### GOAL OF THE EXERCISE
Copy word for word every line of the records from the line containing "Trace the outline of every instance of the background" through the last line, including both.

Collection entries:
========================================================================

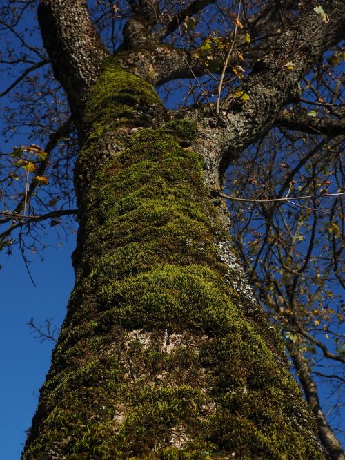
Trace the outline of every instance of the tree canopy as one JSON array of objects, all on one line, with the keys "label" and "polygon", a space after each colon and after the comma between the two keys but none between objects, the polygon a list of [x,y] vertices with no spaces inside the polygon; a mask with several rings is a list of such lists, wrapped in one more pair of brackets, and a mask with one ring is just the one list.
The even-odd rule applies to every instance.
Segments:
[{"label": "tree canopy", "polygon": [[[26,25],[37,7],[43,44],[37,26],[30,30]],[[344,382],[344,16],[345,5],[339,0],[4,0],[0,7],[4,44],[0,64],[10,81],[0,94],[6,101],[3,134],[8,140],[23,133],[27,138],[1,153],[1,249],[10,254],[18,245],[30,274],[28,254],[43,250],[46,226],[73,229],[75,216],[81,229],[74,253],[78,280],[88,269],[78,268],[85,257],[82,232],[92,229],[84,215],[97,200],[97,213],[109,205],[101,204],[92,189],[92,184],[101,189],[108,180],[98,172],[108,161],[106,151],[115,157],[114,152],[124,148],[123,140],[142,128],[152,132],[133,138],[126,147],[135,156],[143,146],[150,150],[150,142],[158,142],[152,134],[157,130],[162,143],[175,136],[187,157],[196,152],[201,158],[201,169],[191,176],[202,171],[210,203],[226,224],[228,204],[236,256],[224,246],[218,257],[231,266],[235,258],[236,264],[241,261],[253,291],[284,341],[330,459],[344,455],[336,423],[332,428],[326,421],[317,385],[324,381],[331,385],[336,414]],[[180,155],[177,150],[175,155]],[[188,157],[185,167],[192,171],[197,161]],[[181,164],[174,163],[174,168],[177,178],[182,174]],[[204,196],[198,180],[191,180]],[[111,184],[116,190],[118,186]],[[167,196],[180,193],[171,187]],[[162,185],[163,195],[164,190]],[[106,192],[110,193],[106,187]],[[204,222],[193,200],[188,207]],[[206,209],[206,198],[200,200]],[[103,222],[106,216],[97,218]],[[199,240],[207,253],[202,264],[215,267],[203,240],[208,233],[203,235]],[[184,240],[193,254],[201,250],[189,237]],[[156,254],[166,253],[166,246],[159,245],[152,247]],[[234,270],[238,273],[233,287],[241,292],[242,304],[245,298],[251,302],[239,265]],[[101,271],[101,276],[107,273]],[[173,276],[169,271],[166,275]],[[140,300],[136,302],[139,307]],[[210,318],[202,320],[205,325]],[[152,325],[149,321],[146,327]],[[228,448],[224,438],[213,442]]]}]

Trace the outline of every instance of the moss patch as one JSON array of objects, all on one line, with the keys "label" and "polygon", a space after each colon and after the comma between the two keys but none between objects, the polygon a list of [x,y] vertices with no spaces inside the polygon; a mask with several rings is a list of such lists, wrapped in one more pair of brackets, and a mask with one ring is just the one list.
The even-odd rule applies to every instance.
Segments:
[{"label": "moss patch", "polygon": [[83,198],[76,285],[23,458],[321,458],[263,313],[244,315],[218,256],[227,231],[181,146],[195,126],[151,128],[141,104],[159,104],[152,88],[110,66],[87,104],[81,163],[106,133],[141,129]]}]

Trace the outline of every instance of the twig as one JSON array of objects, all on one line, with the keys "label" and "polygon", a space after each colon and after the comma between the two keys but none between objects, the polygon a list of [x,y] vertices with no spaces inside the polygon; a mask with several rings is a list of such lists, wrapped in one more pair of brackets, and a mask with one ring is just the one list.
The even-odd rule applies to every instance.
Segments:
[{"label": "twig", "polygon": [[231,46],[230,48],[230,50],[228,52],[228,54],[226,55],[226,58],[225,59],[224,65],[223,66],[223,70],[221,71],[221,75],[220,77],[220,80],[219,80],[219,84],[218,85],[218,94],[217,95],[217,102],[216,102],[216,115],[219,114],[219,106],[220,106],[220,97],[221,97],[221,89],[223,88],[223,83],[224,80],[224,76],[225,76],[225,73],[226,71],[226,68],[228,68],[228,64],[229,63],[230,58],[231,57],[231,55],[233,53],[233,50],[234,49],[234,46],[235,46],[235,41],[236,39],[236,34],[237,33],[237,28],[238,28],[238,21],[239,19],[239,12],[241,10],[241,0],[239,0],[239,5],[238,5],[238,10],[237,10],[237,21],[235,23],[235,30],[234,30],[234,37],[231,43]]}]

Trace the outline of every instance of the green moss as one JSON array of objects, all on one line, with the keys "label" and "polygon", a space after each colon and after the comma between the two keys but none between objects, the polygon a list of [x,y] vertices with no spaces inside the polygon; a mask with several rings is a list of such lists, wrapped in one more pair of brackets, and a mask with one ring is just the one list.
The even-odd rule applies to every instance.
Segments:
[{"label": "green moss", "polygon": [[[98,137],[132,126],[143,101],[157,104],[150,87],[107,67],[80,161]],[[195,129],[141,129],[95,171],[26,460],[321,458],[262,312],[225,277],[217,242],[226,229],[200,159],[181,145]]]},{"label": "green moss", "polygon": [[193,140],[198,131],[197,124],[188,119],[171,120],[166,124],[163,129],[168,134],[176,136],[182,142]]}]

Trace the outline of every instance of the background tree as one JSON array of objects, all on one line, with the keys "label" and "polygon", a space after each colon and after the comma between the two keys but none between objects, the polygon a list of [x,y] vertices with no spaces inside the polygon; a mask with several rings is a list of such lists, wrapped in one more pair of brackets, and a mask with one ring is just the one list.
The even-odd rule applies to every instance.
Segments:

========================================================================

### TASK RESPONSE
Trace the outline of every instance of the background tree as one JSON array of objects, all on one line, with the keys "label" and "polygon", a space after each colon and after the comma between the two keys but none between objects, the polygon a list of [x,y] vertices with no spaces inside the polygon; a mask with several rings is a list of such lists, wrapped in one more pair of brackets, and a mask with one ring is just the one list.
The even-odd rule applies to every instance.
Segments:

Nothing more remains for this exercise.